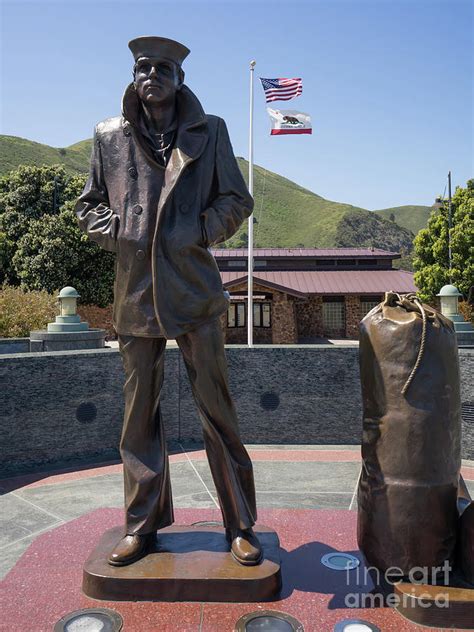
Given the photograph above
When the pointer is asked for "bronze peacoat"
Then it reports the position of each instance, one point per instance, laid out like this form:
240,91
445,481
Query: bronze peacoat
161,221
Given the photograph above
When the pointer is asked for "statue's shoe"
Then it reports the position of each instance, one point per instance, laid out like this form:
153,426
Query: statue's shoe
245,546
131,548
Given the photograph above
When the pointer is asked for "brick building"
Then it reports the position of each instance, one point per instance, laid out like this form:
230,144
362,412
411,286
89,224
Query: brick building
301,294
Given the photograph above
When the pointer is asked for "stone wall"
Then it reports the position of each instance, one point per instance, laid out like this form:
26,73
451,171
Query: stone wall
284,331
66,408
352,316
309,317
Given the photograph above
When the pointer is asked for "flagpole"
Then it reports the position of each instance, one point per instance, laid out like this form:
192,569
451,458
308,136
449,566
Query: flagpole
250,228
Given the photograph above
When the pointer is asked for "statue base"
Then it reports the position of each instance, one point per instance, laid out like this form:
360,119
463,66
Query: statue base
437,606
189,563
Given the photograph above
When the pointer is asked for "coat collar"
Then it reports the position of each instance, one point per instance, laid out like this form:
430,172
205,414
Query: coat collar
192,133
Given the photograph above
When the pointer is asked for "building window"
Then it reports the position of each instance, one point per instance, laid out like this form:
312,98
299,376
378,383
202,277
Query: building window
262,315
334,317
367,303
236,315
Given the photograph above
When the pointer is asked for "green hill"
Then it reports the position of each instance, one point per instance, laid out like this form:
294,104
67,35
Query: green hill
16,151
412,217
287,215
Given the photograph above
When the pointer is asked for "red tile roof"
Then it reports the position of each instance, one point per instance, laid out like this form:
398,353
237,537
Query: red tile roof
304,252
340,282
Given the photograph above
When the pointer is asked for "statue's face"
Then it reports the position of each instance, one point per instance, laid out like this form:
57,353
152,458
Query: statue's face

.....

→ Requirements
Please count the lines in the data above that contain the string "pointer", with case counting, and reply with that number alone.

→ Result of the task
11